[[ TEXT EXCERPT open ]]

How to Grow, Plant, and Care For Philodendron Brandtianum
Thinking of adding a philodendron brandtianum to your houseplant collection but want to know what to expect before you do? These unique philodendrons are also known as the silver leaf philodendron, and have become quite popular as houseplants. In this article, gardening expert Madison Moulton walks through how to plant, grow, and care for Philodendron Brandtianum.
Philodendron brandtianum, the Silver Leaf Philodendron, is a pretty plant that is also very easy to grow with the correct care guide. This versatile plant is a climber with support and a cascading plant without, making it a useful contributor to any interior design.
The leaf colors, a combination of silver and green in a mottled pattern, make it different from the usual green Philodendron varieties and one which is always admired as a standout. Because of its easy care and maintenance needs, this plant has become quite popular over the last several years.
If you live in a warm area or can replicate a warm humid environment indoors, this plant is ideal and will make a welcome addition to any houseplant collection. Let’s take a deeper look at how to plant, grow, and care for Philodendron Brandtianum!
Plant Type Houseplant
Species Philodendron brandtianum
Native Area Colombia, Brazil and Bolivia
Exposure Bright indirect light
Height 4-5 feet
Pests & Diseases Mealybug, Spider Mites, Leaf Spot
Soil Type Well-draining, fertile
What Is It?
There is a famous saying that in warm climates, Philodendrons are the easiest plants to grow and the hardest to kill. This makes them sought-after plants for any household. Some of the more popular varieties include the Philodendron Pink Princess, The Philodendron Birkin, and the Philodendron Rio.

[[ TEXT EXCERPT closed ]]
[[ GIVEN MATERIAL open ]]

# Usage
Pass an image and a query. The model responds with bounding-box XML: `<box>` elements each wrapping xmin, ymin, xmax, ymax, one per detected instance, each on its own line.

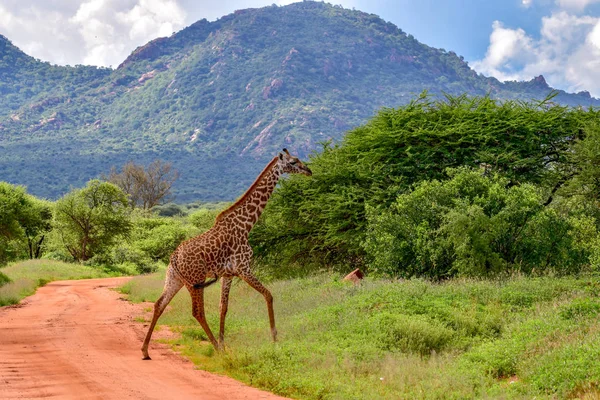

[[ GIVEN MATERIAL closed ]]

__TASK DIRECTIONS__
Answer these questions from the philodendron care guide:
(a) What other common name does Philodendron brandtianum go by?
(b) Which three countries are given as its native area?
(c) What light exposure does it need?

__ANSWER TO THE EXERCISE__
(a) Silver leaf philodendron.
(b) Colombia, Brazil and Bolivia.
(c) Bright indirect light.